══ Information given
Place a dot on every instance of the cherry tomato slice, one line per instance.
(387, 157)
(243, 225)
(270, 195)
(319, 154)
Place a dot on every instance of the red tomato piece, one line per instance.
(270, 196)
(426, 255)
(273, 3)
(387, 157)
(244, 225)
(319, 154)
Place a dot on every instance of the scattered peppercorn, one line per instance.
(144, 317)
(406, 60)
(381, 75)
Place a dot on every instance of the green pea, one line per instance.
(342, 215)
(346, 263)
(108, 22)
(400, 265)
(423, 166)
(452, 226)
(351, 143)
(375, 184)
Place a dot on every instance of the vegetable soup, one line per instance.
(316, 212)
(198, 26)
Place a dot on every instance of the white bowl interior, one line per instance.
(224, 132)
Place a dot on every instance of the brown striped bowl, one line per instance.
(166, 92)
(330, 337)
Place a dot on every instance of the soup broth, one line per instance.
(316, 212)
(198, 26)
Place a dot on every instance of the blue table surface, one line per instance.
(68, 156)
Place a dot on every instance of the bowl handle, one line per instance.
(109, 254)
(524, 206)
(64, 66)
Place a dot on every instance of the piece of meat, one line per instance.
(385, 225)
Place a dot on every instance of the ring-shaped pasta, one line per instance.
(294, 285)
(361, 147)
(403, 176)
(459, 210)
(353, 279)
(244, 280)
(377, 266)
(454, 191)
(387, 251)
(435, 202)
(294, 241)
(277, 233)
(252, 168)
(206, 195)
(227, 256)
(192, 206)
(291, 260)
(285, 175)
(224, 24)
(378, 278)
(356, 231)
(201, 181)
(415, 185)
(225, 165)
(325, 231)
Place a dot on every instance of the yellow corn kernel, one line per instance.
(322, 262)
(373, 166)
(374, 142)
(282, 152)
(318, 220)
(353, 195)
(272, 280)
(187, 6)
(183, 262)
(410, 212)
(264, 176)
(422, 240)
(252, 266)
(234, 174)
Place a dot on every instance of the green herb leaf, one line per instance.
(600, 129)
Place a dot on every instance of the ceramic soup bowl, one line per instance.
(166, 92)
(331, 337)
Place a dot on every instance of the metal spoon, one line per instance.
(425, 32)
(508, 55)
════
══ Information given
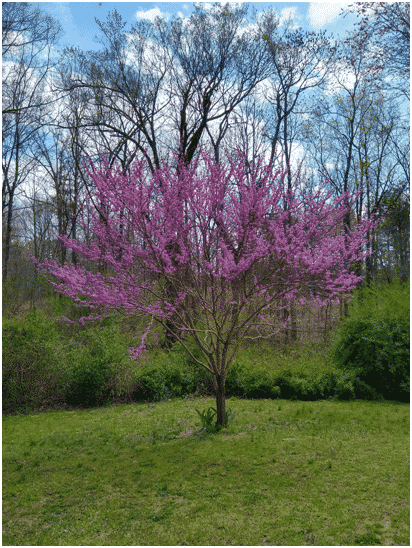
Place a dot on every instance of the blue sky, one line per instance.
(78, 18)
════
══ Information given
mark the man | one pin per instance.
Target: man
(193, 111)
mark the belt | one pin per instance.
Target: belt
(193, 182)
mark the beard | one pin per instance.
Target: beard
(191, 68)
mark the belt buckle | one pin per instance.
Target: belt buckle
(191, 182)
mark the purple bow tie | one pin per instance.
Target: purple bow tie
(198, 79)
════
Task goal >> Show the lines of the records above that mention "mark".

Task solution >>
mark the man | one pin per instance.
mark the belt | one pin per instance.
mark the beard | one pin per instance.
mark the belt buckle | one pin per instance.
mark the purple bow tie | one pin per instance.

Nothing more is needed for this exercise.